### WHAT TO WORK ON
Determine how many of the lines below contain the word "jacket". Reply with that number alone.

* BEGIN *

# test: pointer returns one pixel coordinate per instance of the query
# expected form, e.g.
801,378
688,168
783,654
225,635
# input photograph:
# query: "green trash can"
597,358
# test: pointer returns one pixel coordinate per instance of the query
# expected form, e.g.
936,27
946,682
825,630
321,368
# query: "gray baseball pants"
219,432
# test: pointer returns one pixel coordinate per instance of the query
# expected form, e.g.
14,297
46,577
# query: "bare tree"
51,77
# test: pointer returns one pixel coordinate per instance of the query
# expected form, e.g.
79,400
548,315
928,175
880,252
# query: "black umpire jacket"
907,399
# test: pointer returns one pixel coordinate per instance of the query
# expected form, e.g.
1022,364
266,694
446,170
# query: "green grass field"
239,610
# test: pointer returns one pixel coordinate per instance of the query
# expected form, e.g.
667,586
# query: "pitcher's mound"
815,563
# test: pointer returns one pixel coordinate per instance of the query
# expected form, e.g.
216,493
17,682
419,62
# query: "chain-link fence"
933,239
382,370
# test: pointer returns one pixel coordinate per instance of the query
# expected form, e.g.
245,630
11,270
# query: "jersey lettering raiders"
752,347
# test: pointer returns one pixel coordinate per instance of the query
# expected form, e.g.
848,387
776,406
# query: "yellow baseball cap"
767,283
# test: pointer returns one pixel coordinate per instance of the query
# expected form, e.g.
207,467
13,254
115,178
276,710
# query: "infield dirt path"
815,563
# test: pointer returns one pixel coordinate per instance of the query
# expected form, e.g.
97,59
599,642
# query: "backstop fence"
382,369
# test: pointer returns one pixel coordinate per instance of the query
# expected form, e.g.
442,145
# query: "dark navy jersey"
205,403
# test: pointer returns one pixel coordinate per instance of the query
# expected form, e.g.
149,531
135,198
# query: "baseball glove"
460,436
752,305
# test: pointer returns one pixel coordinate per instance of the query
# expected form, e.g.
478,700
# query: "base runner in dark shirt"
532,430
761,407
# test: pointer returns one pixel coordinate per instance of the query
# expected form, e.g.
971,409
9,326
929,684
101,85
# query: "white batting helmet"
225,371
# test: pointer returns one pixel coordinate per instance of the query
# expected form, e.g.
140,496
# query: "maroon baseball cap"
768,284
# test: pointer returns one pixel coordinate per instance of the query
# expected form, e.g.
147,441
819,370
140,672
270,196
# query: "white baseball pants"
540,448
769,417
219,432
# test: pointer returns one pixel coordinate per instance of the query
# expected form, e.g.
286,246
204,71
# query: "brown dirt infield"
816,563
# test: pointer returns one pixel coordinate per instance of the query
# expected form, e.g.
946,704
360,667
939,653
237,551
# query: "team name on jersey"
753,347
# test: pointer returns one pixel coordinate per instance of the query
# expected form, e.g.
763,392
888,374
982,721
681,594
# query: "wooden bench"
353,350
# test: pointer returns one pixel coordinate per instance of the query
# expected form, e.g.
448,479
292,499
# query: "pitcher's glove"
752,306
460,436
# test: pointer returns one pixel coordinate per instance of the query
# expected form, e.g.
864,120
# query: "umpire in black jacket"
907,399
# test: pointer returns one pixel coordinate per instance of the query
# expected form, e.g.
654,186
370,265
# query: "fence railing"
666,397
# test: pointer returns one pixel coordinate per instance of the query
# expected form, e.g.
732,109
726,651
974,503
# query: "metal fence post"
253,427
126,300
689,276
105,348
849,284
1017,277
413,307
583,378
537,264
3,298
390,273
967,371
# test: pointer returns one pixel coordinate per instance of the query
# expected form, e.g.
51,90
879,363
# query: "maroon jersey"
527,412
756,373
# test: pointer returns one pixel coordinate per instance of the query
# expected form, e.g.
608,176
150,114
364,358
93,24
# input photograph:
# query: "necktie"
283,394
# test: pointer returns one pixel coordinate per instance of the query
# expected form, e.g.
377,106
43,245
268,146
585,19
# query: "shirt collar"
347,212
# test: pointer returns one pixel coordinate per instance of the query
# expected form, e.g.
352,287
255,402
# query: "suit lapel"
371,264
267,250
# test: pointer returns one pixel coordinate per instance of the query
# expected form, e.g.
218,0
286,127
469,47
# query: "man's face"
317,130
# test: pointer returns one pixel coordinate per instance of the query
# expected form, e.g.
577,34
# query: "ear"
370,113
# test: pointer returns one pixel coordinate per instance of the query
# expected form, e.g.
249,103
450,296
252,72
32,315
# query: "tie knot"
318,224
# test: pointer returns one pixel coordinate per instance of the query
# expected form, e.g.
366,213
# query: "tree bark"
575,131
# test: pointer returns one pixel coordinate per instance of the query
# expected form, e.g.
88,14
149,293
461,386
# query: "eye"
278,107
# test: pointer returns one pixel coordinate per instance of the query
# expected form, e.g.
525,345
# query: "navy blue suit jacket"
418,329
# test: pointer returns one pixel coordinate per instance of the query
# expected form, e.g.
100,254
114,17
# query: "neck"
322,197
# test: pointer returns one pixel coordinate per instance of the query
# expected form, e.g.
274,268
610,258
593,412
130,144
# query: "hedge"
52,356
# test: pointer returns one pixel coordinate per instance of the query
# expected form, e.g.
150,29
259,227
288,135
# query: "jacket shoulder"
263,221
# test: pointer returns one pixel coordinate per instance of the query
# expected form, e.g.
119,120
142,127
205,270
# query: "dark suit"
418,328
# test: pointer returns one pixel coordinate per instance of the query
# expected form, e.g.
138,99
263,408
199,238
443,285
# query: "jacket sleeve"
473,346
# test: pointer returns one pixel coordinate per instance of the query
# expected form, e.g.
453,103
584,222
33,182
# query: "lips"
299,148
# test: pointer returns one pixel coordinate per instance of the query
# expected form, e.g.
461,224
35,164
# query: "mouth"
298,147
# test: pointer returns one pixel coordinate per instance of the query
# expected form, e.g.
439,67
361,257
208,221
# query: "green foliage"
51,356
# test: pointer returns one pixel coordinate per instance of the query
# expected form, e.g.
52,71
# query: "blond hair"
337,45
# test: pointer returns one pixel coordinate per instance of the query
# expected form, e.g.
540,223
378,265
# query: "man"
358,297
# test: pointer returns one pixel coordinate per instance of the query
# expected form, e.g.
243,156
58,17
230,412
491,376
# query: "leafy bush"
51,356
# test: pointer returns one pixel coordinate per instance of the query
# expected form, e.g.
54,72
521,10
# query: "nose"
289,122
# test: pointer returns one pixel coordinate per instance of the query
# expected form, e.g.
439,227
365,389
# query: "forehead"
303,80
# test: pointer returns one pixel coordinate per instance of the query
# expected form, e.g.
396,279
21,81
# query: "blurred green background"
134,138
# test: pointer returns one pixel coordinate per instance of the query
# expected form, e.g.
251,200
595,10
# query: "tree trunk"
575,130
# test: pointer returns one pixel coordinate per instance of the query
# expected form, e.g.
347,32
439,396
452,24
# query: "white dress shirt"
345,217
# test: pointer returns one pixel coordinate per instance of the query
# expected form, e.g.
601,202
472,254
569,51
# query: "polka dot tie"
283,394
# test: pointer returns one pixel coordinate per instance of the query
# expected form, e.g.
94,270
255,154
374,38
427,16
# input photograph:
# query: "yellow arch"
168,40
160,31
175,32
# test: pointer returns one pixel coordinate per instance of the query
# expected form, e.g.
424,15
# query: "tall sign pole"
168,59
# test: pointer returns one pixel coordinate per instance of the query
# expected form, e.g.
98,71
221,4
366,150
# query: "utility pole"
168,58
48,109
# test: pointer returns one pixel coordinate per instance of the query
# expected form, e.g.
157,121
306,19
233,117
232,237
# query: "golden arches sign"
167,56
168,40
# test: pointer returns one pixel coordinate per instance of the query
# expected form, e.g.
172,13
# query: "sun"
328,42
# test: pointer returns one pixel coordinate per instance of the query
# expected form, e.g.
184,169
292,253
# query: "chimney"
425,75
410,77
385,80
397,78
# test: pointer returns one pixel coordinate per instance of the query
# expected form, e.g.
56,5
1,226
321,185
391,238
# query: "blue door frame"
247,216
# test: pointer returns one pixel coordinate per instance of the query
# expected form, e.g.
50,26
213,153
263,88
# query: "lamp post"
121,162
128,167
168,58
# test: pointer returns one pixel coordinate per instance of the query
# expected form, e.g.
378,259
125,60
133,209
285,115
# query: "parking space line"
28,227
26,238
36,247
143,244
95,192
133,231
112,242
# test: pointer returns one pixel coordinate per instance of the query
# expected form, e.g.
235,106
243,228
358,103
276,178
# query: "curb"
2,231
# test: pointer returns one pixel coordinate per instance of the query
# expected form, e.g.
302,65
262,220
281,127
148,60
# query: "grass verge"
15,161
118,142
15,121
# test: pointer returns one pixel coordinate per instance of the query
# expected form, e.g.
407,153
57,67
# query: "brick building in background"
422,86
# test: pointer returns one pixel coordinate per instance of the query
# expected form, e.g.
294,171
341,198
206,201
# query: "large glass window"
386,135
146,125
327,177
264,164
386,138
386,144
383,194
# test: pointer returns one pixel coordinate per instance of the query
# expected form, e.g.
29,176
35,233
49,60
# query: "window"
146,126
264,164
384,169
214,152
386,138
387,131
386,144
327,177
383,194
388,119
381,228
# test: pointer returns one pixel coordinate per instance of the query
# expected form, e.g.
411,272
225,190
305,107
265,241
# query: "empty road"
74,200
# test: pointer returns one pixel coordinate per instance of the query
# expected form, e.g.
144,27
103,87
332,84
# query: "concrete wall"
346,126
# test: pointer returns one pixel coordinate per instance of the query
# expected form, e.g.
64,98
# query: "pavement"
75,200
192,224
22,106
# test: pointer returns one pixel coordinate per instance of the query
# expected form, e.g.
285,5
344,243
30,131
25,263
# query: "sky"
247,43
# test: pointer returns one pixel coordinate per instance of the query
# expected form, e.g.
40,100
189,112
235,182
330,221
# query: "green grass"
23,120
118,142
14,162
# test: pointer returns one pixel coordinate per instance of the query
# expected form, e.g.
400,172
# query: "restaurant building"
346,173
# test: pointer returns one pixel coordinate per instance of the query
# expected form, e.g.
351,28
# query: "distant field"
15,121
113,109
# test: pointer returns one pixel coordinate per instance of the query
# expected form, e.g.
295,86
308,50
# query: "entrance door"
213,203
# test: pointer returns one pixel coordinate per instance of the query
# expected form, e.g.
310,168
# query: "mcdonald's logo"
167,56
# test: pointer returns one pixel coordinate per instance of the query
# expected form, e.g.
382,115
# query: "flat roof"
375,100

* END *

### RESULT OF THIS EXERCISE
5